Required task:
Reproduce every line of the records below without any changes, leaving out the pictures.

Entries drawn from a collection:
————————
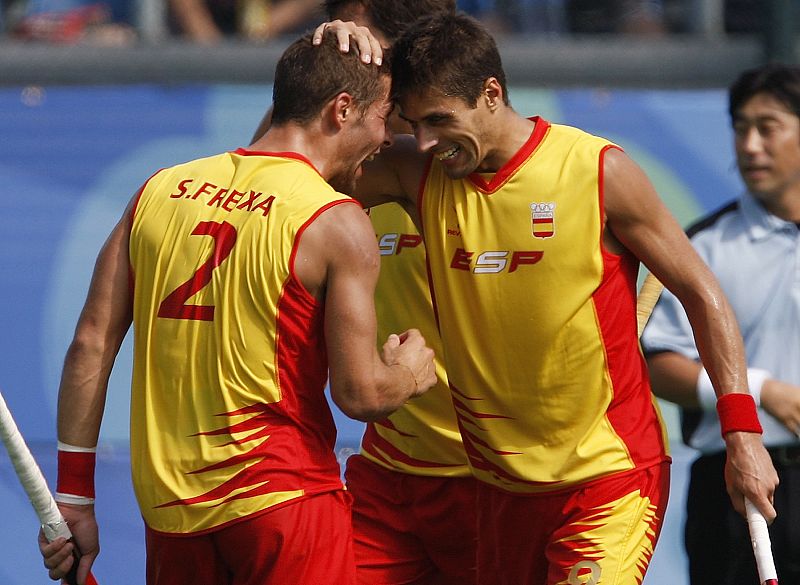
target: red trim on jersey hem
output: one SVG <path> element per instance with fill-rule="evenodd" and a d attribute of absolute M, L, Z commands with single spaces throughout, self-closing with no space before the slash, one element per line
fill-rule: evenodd
<path fill-rule="evenodd" d="M 227 522 L 223 522 L 222 524 L 217 524 L 216 526 L 212 526 L 211 528 L 204 528 L 203 530 L 198 530 L 196 532 L 164 532 L 164 531 L 161 531 L 161 530 L 156 530 L 155 528 L 152 528 L 151 526 L 147 526 L 147 529 L 148 530 L 152 530 L 156 534 L 160 534 L 161 536 L 166 536 L 166 537 L 169 537 L 169 538 L 192 538 L 194 536 L 202 536 L 204 534 L 211 534 L 212 532 L 217 532 L 218 530 L 222 530 L 224 528 L 228 528 L 229 526 L 232 526 L 232 525 L 234 525 L 234 524 L 236 524 L 238 522 L 242 522 L 244 520 L 252 520 L 253 518 L 256 518 L 258 516 L 263 516 L 264 514 L 269 514 L 270 512 L 273 512 L 275 510 L 279 510 L 281 508 L 286 508 L 287 506 L 291 506 L 293 504 L 299 504 L 299 503 L 304 502 L 304 501 L 306 501 L 306 500 L 308 500 L 308 499 L 310 499 L 310 498 L 312 498 L 314 496 L 319 496 L 319 495 L 322 495 L 322 494 L 328 494 L 328 493 L 339 492 L 339 491 L 345 492 L 345 491 L 347 491 L 347 489 L 344 486 L 342 486 L 340 488 L 324 489 L 324 490 L 320 490 L 318 492 L 307 492 L 307 493 L 304 493 L 302 496 L 297 496 L 296 498 L 291 498 L 289 500 L 286 500 L 285 502 L 281 502 L 280 504 L 275 504 L 274 506 L 269 506 L 267 508 L 264 508 L 263 510 L 259 510 L 258 512 L 253 512 L 252 514 L 248 514 L 246 516 L 241 516 L 239 518 L 233 518 L 232 520 L 228 520 Z"/>
<path fill-rule="evenodd" d="M 479 191 L 489 194 L 500 189 L 520 168 L 522 168 L 525 161 L 533 156 L 534 152 L 539 148 L 539 145 L 544 141 L 550 129 L 550 122 L 541 116 L 534 116 L 528 118 L 528 120 L 534 123 L 530 137 L 514 156 L 500 167 L 490 181 L 486 181 L 479 172 L 473 172 L 469 175 L 468 178 L 470 182 L 472 182 Z"/>
<path fill-rule="evenodd" d="M 636 279 L 639 260 L 630 252 L 611 252 L 603 242 L 606 230 L 605 155 L 611 149 L 624 152 L 619 146 L 608 144 L 598 156 L 597 196 L 602 274 L 600 284 L 592 294 L 592 304 L 610 382 L 611 396 L 606 420 L 624 444 L 631 463 L 638 468 L 660 454 L 667 456 L 667 446 L 663 422 L 653 404 L 647 366 L 637 335 Z"/>
<path fill-rule="evenodd" d="M 608 475 L 600 475 L 598 477 L 593 477 L 587 481 L 582 481 L 578 483 L 573 483 L 568 486 L 559 487 L 553 490 L 546 490 L 546 491 L 538 491 L 538 492 L 515 492 L 513 490 L 507 490 L 501 488 L 497 484 L 488 483 L 485 481 L 478 480 L 478 483 L 482 486 L 481 489 L 491 489 L 496 490 L 498 492 L 502 492 L 504 494 L 509 494 L 512 496 L 519 496 L 521 498 L 537 498 L 537 497 L 549 497 L 549 496 L 557 496 L 559 494 L 565 494 L 572 491 L 582 490 L 586 488 L 591 488 L 592 486 L 602 483 L 604 481 L 618 479 L 621 477 L 625 477 L 626 475 L 633 475 L 636 473 L 642 473 L 643 471 L 647 471 L 653 467 L 660 467 L 662 465 L 672 465 L 672 457 L 669 455 L 665 455 L 663 459 L 656 460 L 653 463 L 632 467 L 631 469 L 626 469 L 625 471 L 617 471 L 615 473 L 609 473 Z"/>
<path fill-rule="evenodd" d="M 352 198 L 350 198 L 350 199 L 337 199 L 336 201 L 331 201 L 330 203 L 326 203 L 325 205 L 323 205 L 322 207 L 317 209 L 311 215 L 311 217 L 309 217 L 306 220 L 306 222 L 303 225 L 300 226 L 300 229 L 297 230 L 297 234 L 294 237 L 294 242 L 292 243 L 292 253 L 289 255 L 289 275 L 295 282 L 297 282 L 297 284 L 300 287 L 300 290 L 303 291 L 306 294 L 306 298 L 310 299 L 314 303 L 317 302 L 317 299 L 314 298 L 314 296 L 310 292 L 308 292 L 308 290 L 306 289 L 305 286 L 303 286 L 303 283 L 300 281 L 299 278 L 297 278 L 297 274 L 295 274 L 295 271 L 294 271 L 294 260 L 297 257 L 297 249 L 300 246 L 300 237 L 303 235 L 303 232 L 306 231 L 306 228 L 308 226 L 310 226 L 311 223 L 315 219 L 317 219 L 320 215 L 322 215 L 323 212 L 325 212 L 325 211 L 329 210 L 330 208 L 335 207 L 335 206 L 337 206 L 337 205 L 339 205 L 341 203 L 355 203 L 359 207 L 361 206 L 361 203 L 359 203 L 358 201 L 356 201 L 355 199 L 352 199 Z"/>
<path fill-rule="evenodd" d="M 616 144 L 607 144 L 600 150 L 600 156 L 597 157 L 598 159 L 598 168 L 597 168 L 597 199 L 599 204 L 600 210 L 600 250 L 602 250 L 603 254 L 610 254 L 612 257 L 619 257 L 619 254 L 614 254 L 613 252 L 608 252 L 603 246 L 603 234 L 606 231 L 606 193 L 605 193 L 605 185 L 604 180 L 606 176 L 606 153 L 611 150 L 616 149 L 620 152 L 625 152 L 621 147 L 617 146 Z"/>
<path fill-rule="evenodd" d="M 314 169 L 314 171 L 320 177 L 322 176 L 322 173 L 320 173 L 319 170 L 317 169 L 317 167 L 314 166 L 314 163 L 312 163 L 308 158 L 306 158 L 304 155 L 300 154 L 299 152 L 291 152 L 291 151 L 272 152 L 272 151 L 268 151 L 268 150 L 248 150 L 247 148 L 237 148 L 233 152 L 234 152 L 234 154 L 238 154 L 240 156 L 272 156 L 272 157 L 275 157 L 275 158 L 289 158 L 289 159 L 297 160 L 297 161 L 300 161 L 302 163 L 307 164 L 312 169 Z"/>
————————
Result:
target: red trim on jersey hem
output: one SVG <path> element per instance with fill-rule="evenodd" and a d attribute of absolute M, L, Z commands with single spaces throughout, self-closing with no space before the slash, one element per line
fill-rule: evenodd
<path fill-rule="evenodd" d="M 227 522 L 223 522 L 222 524 L 217 524 L 216 526 L 212 526 L 211 528 L 204 528 L 203 530 L 198 530 L 196 532 L 164 532 L 164 531 L 161 531 L 161 530 L 156 530 L 155 528 L 152 528 L 151 526 L 147 526 L 147 529 L 148 530 L 152 530 L 156 534 L 160 534 L 161 536 L 166 536 L 166 537 L 169 537 L 169 538 L 192 538 L 194 536 L 202 536 L 204 534 L 211 534 L 212 532 L 217 532 L 218 530 L 222 530 L 224 528 L 228 528 L 229 526 L 232 526 L 232 525 L 234 525 L 234 524 L 236 524 L 238 522 L 242 522 L 244 520 L 252 520 L 253 518 L 256 518 L 258 516 L 263 516 L 264 514 L 269 514 L 270 512 L 273 512 L 275 510 L 279 510 L 281 508 L 286 508 L 287 506 L 291 506 L 293 504 L 299 504 L 299 503 L 304 502 L 304 501 L 306 501 L 306 500 L 308 500 L 308 499 L 310 499 L 310 498 L 312 498 L 314 496 L 319 496 L 319 495 L 322 495 L 322 494 L 328 494 L 328 493 L 339 492 L 339 491 L 345 492 L 345 491 L 347 491 L 347 489 L 344 486 L 342 486 L 340 488 L 324 489 L 324 490 L 320 490 L 318 492 L 307 492 L 307 493 L 304 493 L 302 496 L 297 496 L 296 498 L 291 498 L 289 500 L 286 500 L 285 502 L 281 502 L 280 504 L 275 504 L 274 506 L 269 506 L 267 508 L 264 508 L 263 510 L 259 510 L 258 512 L 253 512 L 252 514 L 248 514 L 246 516 L 241 516 L 239 518 L 233 518 L 232 520 L 228 520 Z"/>
<path fill-rule="evenodd" d="M 479 191 L 489 194 L 500 189 L 520 168 L 522 168 L 525 161 L 533 156 L 534 152 L 539 148 L 539 145 L 544 141 L 550 129 L 550 122 L 541 116 L 534 116 L 528 118 L 528 120 L 534 123 L 530 137 L 514 156 L 500 167 L 490 181 L 486 181 L 479 172 L 473 172 L 469 175 L 468 178 L 470 182 L 472 182 Z"/>
<path fill-rule="evenodd" d="M 636 279 L 639 260 L 630 252 L 611 252 L 603 242 L 606 230 L 605 155 L 611 149 L 624 152 L 619 146 L 608 144 L 598 156 L 597 196 L 602 274 L 600 284 L 592 294 L 592 304 L 610 382 L 611 396 L 606 420 L 624 444 L 631 463 L 638 468 L 660 454 L 667 456 L 667 446 L 663 422 L 653 404 L 647 366 L 637 335 Z"/>
<path fill-rule="evenodd" d="M 608 475 L 600 475 L 598 477 L 593 477 L 587 481 L 582 481 L 578 483 L 573 483 L 568 486 L 559 487 L 553 490 L 546 490 L 546 491 L 538 491 L 538 492 L 515 492 L 513 490 L 507 490 L 501 488 L 497 484 L 488 483 L 485 481 L 478 480 L 478 483 L 482 486 L 481 489 L 491 489 L 496 490 L 498 492 L 502 492 L 504 494 L 509 494 L 512 496 L 519 496 L 521 498 L 537 498 L 537 497 L 549 497 L 549 496 L 557 496 L 559 494 L 565 494 L 572 491 L 582 490 L 586 488 L 591 488 L 592 486 L 602 483 L 604 481 L 618 479 L 621 477 L 625 477 L 626 475 L 633 475 L 636 473 L 642 473 L 643 471 L 647 471 L 653 467 L 660 467 L 662 465 L 672 465 L 672 457 L 669 455 L 665 455 L 663 459 L 656 460 L 653 463 L 632 467 L 631 469 L 626 469 L 625 471 L 617 471 L 615 473 L 609 473 Z"/>
<path fill-rule="evenodd" d="M 352 198 L 350 198 L 350 199 L 337 199 L 336 201 L 331 201 L 330 203 L 326 203 L 325 205 L 323 205 L 322 207 L 317 209 L 311 215 L 311 217 L 309 217 L 306 220 L 306 222 L 303 225 L 300 226 L 300 229 L 297 230 L 297 234 L 294 237 L 294 242 L 292 243 L 292 253 L 289 255 L 289 275 L 295 282 L 297 282 L 297 284 L 300 287 L 300 290 L 303 291 L 306 294 L 306 298 L 310 299 L 314 303 L 317 302 L 317 299 L 314 298 L 314 296 L 310 292 L 308 292 L 308 290 L 306 289 L 305 286 L 303 286 L 303 283 L 300 281 L 299 278 L 297 278 L 297 274 L 295 274 L 295 271 L 294 271 L 294 260 L 297 257 L 297 249 L 300 246 L 300 237 L 303 235 L 303 232 L 306 231 L 306 228 L 308 226 L 310 226 L 311 223 L 315 219 L 317 219 L 320 215 L 322 215 L 323 212 L 325 212 L 325 211 L 329 210 L 330 208 L 335 207 L 335 206 L 337 206 L 337 205 L 339 205 L 341 203 L 355 203 L 359 207 L 361 206 L 361 203 L 359 203 L 358 201 L 356 201 L 355 199 L 352 199 Z"/>
<path fill-rule="evenodd" d="M 616 144 L 607 144 L 600 150 L 600 156 L 597 157 L 598 159 L 598 168 L 597 168 L 597 199 L 599 204 L 600 210 L 600 250 L 602 250 L 603 254 L 610 254 L 612 257 L 619 257 L 619 254 L 614 254 L 613 252 L 608 252 L 603 246 L 603 234 L 606 231 L 606 193 L 605 193 L 605 185 L 604 180 L 606 176 L 606 153 L 611 150 L 616 149 L 620 152 L 625 152 L 621 147 L 617 146 Z"/>
<path fill-rule="evenodd" d="M 314 169 L 314 171 L 320 177 L 322 176 L 322 173 L 320 173 L 319 170 L 317 169 L 317 167 L 314 166 L 314 163 L 312 163 L 308 158 L 306 158 L 304 155 L 300 154 L 299 152 L 291 152 L 291 151 L 272 152 L 272 151 L 268 151 L 268 150 L 248 150 L 247 148 L 237 148 L 233 152 L 234 152 L 234 154 L 238 154 L 240 156 L 272 156 L 272 157 L 275 157 L 275 158 L 289 158 L 289 159 L 297 160 L 297 161 L 300 161 L 302 163 L 307 164 L 312 169 Z"/>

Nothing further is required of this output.